It looks as if my long-range holiday sensors are just as bad as they have ever been. Three weeks ago I promised you a two-part series of sermons, entirely oblivious of the fact that one of those sermons would fall on the Sunday right before Valentine's day, and the other on the Sunday right after Valentine's day. As a result, last week I had the rare distinction of preaching about Satan on the Sunday closest to Valentine's day!

This week I am attempting to redeem myself by celebrating Valentine's day a little late--but still before we move into the introspective period of Lent, which begins with Ash Wednesday this coming Wednesday. Perhaps Providence was at work after all, since I am pleased that we are holding this special service on the same day that our teenagers have joined us for their Youth League and Confirmation Class (held during Sunday School), so that their parents can easily attend this service, too.

It does seem especially appropriate to focus on marriage as we begin together a brand new venture for our church: a wedding ministry in which we will serve to join many couples in the holy and, we hope, happy union of marriage. It is a ministry that our church is especially well suited for. Yes, our church building is a beautiful place to get married. But when I say that our church is especially well suited to provide a wedding ministry, I am referring primarily to the strong and deep insights and ideas that we find in the teachings of our church about the union of man and woman--of male and female--in marriage.

Over the ages in which humanity has existed on this earth, marriage has most often been considered a mere mating or coupling for purposes of childbearing, political and social advantage, sexual pleasure, or some other worldly purpose. One of the most common of these purposes has been--for men--to secure a woman, or several women, much like property, so that her labor and her body will belong to him exclusively. A few women have managed to turn the tables and bend their mates to their will, so that their husbands labor for them and wait on their beck and call. But this has been by far the less frequent situation in a world whose affairs have been largely dominated by men throughout recorded history.

This certainly was the case in the times of Jesus--and in the times of Moses that Jesus referred to in our New Testament reading. As we find out if we read further in Matthew, when the Pharisees asked Jesus whether it was lawful for a man to divorce his wife for any and every reason, they were referring to a law given by Moses and recorded in the Old Testament that if a man found his wife to be unsatisfactory for some reason, he should write her a bill of divorcement and send her away. There is, of course, no mention in the Old Testament of a wife writing her husband a bill of divorcement. This would not have even occurred to the Old Testament writers, since for all practical purposes, a wife belonged to her husband, and it was simply taken for granted that he held the primary power in the relationship.

Jesus rejected this attitude toward marriage. In fact, in another place, speaking to the people of that culture, he says, "The people of this age marry and are given in marriage. But those who are considered worthy of taking part in that age and in the resurrection from the dead will neither marry nor be given in marriage, and they can no longer die; for they are like the angels" (Luke 20:34-36). Did he mean that in heaven there is no marriage as we conceive of it in our culture's best ideals of marriage? I think not. Rather, I believe that on the literal level of meaning, he was saying in essence, "In the spiritual world, marriage as you know it does not exist. Women are not married off nor given in marriage to men as property to be owned, controlled, and sent away at will. That is not how things are with the angels."

Task 1: Please show every line of the records that contains the string "list".

(Records in a dataset)
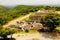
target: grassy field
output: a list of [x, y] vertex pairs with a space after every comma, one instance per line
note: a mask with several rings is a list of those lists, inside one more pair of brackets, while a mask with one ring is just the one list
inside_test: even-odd
[[29, 30], [29, 32], [21, 31], [17, 32], [16, 34], [34, 34], [34, 33], [38, 33], [38, 31], [37, 30]]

Task 2: According to the sermon, what new venture is the church beginning?

Full response 1:
output: a list of [x, y] vertex pairs with a space after every comma, one instance per line
note: a mask with several rings is a list of those lists, inside one more pair of brackets, while a mask with one ring is just the one list

Full response 2: A wedding ministry.